**WHAT THE TASK ASKS:**
The answer must consist of every line from the entries that holds the word "target".

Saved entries
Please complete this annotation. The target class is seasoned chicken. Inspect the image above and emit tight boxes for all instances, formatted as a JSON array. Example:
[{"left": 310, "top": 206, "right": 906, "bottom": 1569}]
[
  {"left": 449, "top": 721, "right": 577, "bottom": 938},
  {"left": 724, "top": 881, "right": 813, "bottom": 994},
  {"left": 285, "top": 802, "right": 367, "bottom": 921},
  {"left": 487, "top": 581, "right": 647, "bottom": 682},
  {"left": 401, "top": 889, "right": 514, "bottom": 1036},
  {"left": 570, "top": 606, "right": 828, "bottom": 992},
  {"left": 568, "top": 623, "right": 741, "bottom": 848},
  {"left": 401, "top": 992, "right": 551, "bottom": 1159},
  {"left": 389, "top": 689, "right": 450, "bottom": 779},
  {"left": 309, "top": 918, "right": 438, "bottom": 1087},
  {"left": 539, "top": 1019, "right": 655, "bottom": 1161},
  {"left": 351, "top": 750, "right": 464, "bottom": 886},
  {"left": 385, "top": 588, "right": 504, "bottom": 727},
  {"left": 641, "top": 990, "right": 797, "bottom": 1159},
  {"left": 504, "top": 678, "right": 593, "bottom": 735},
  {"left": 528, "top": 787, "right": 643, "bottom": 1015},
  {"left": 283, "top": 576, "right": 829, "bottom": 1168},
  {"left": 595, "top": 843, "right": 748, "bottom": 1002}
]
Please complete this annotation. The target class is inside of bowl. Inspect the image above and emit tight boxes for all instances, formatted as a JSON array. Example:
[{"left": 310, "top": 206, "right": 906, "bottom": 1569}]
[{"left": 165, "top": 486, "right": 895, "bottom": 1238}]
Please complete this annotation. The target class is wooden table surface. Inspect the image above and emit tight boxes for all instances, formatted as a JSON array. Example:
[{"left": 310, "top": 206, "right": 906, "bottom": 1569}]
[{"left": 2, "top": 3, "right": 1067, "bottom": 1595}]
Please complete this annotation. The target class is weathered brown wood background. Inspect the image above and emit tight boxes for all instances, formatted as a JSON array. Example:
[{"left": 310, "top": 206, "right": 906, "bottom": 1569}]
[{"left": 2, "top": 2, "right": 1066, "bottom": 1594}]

**SOLUTION FOR THIS EXERCISE:**
Please complete this annotation. The target class is seasoned chicken. Inspect the image above and emit tight boxes for all instances, formatted as a JSON array. Example:
Please complete this annotation. The target class is inside of bowl. Inspect the image above and emit tight boxes for all instances, formatted as a JSON array. Example:
Please complete this annotation. The target class is wooden table surface. Inspect the image above and emit tight boxes for all instances, formatted as a JSON array. Example:
Please complete this annotation. The target class is weathered brown wood background. Inspect the image above and emit tight boxes for all instances, formatted as a JSON array. Example:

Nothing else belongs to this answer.